Por favor, entrega como lista JSON de cadenas las líneas de los ítems que siguen, empezando por la que contiene "One keypoint belongs on each instance. Annotate the barred" y terminando al final de los ítems, con ambos extremos incluidos. Pon una cadena por línea y omite las líneas en blanco.

_____

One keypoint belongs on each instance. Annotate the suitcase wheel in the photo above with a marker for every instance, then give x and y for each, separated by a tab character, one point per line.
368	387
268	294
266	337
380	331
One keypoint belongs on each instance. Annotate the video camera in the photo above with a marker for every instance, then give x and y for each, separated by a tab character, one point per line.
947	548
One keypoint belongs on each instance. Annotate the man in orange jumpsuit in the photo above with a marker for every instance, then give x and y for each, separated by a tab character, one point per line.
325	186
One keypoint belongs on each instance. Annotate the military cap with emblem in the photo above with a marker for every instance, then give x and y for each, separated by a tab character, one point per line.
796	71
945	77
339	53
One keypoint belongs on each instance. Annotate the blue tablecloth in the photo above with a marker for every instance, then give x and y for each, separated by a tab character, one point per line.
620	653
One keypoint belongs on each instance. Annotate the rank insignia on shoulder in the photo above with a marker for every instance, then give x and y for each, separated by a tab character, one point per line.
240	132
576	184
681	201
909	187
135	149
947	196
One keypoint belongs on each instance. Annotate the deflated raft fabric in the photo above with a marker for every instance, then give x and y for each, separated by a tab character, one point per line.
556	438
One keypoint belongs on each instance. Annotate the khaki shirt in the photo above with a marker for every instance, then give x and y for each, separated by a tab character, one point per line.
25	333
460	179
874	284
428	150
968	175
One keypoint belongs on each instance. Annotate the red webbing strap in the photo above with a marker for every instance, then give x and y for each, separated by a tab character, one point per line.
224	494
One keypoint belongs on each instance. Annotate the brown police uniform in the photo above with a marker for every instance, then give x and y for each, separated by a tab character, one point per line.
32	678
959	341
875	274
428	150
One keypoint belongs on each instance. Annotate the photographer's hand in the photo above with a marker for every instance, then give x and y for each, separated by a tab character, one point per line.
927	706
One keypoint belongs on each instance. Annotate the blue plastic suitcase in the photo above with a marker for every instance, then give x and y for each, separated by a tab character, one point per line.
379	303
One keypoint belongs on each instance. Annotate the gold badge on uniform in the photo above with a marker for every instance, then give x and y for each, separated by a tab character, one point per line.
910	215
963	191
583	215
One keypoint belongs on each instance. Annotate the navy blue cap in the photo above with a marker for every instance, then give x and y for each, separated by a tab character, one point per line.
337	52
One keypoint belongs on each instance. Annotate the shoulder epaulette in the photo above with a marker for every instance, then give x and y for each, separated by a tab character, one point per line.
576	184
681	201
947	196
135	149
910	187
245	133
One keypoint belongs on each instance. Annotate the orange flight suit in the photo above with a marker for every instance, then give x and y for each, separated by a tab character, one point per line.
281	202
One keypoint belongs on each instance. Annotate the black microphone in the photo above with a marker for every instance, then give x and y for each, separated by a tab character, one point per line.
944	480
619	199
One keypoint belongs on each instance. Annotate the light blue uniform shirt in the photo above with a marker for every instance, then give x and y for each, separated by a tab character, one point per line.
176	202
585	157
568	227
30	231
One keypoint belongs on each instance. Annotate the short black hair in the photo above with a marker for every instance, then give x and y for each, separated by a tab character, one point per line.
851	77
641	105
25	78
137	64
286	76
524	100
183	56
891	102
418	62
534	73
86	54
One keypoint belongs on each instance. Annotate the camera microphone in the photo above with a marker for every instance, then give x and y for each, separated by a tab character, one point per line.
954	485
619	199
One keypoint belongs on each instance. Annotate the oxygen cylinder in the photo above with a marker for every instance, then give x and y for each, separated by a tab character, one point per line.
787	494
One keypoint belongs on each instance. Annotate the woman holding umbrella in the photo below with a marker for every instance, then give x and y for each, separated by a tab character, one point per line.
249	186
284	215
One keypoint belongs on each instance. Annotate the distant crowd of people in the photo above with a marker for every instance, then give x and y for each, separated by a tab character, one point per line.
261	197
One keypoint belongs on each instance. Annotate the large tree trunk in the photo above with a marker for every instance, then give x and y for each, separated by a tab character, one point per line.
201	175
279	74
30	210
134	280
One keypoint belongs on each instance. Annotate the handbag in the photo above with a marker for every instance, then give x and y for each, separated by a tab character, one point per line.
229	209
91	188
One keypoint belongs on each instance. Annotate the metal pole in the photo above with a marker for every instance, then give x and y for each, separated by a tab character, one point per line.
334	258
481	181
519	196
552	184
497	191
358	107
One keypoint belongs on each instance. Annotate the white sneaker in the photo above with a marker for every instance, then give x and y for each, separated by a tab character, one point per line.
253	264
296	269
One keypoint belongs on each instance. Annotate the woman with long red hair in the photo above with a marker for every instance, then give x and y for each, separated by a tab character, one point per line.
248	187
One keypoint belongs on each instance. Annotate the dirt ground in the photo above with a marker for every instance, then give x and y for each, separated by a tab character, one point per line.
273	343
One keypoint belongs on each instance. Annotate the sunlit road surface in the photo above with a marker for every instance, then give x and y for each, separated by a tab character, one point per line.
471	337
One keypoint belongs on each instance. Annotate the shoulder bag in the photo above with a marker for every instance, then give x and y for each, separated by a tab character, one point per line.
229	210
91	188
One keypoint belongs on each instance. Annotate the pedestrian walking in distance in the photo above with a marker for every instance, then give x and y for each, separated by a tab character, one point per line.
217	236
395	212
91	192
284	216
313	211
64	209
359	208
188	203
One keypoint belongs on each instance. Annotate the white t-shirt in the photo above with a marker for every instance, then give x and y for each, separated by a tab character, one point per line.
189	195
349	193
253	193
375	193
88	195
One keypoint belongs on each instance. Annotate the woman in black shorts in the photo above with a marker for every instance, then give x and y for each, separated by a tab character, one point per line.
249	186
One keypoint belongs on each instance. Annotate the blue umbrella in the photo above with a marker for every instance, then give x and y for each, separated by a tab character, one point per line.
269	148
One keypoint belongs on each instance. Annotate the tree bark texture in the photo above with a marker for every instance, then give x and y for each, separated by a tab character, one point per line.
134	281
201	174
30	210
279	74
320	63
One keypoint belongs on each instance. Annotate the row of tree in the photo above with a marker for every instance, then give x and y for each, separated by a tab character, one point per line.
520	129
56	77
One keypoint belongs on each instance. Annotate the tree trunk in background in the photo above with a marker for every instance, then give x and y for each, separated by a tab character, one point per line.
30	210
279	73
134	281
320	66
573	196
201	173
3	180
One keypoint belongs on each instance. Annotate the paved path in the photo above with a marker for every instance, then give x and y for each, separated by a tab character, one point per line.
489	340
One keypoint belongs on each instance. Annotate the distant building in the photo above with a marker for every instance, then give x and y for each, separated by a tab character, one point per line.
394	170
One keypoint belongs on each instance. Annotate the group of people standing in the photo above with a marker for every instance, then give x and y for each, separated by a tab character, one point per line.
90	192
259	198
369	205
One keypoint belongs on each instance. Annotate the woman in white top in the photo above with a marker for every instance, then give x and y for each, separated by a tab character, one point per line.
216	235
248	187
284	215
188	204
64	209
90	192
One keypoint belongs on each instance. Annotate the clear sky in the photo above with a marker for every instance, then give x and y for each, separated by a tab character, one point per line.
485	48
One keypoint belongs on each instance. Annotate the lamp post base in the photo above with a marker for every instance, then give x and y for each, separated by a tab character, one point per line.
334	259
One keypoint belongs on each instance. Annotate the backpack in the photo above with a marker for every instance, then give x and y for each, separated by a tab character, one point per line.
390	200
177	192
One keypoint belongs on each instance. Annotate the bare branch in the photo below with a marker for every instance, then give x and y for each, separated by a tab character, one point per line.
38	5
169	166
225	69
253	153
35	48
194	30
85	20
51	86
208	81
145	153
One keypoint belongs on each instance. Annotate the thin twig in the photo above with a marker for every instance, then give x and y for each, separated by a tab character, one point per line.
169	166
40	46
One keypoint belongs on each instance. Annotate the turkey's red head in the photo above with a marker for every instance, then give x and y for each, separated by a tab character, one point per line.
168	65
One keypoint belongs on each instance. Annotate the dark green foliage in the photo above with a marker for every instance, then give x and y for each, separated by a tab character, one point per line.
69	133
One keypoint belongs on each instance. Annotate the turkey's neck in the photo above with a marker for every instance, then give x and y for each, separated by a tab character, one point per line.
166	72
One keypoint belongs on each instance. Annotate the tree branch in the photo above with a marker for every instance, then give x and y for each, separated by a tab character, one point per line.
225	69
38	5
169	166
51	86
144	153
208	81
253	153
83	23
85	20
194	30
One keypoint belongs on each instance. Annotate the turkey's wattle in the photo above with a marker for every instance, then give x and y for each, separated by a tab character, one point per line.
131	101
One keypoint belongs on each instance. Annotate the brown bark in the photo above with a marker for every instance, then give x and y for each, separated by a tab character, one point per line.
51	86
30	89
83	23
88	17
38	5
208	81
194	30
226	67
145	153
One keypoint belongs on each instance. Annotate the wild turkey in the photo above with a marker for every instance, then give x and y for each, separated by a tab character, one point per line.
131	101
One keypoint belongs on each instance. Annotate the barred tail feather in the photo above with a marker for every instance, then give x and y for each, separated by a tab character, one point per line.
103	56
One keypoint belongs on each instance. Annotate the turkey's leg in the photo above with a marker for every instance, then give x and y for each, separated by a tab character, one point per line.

_____

=== Respuesta ===
[
  "One keypoint belongs on each instance. Annotate the barred tail feather in the photo above with a marker for every instance, then give x and y for each, separated by a tab character, one point per line.",
  "103\t56",
  "One keypoint belongs on each instance. Annotate the turkey's leg in the photo above with a marker for every instance, then give x and y for each, separated by a tab character, one point per line."
]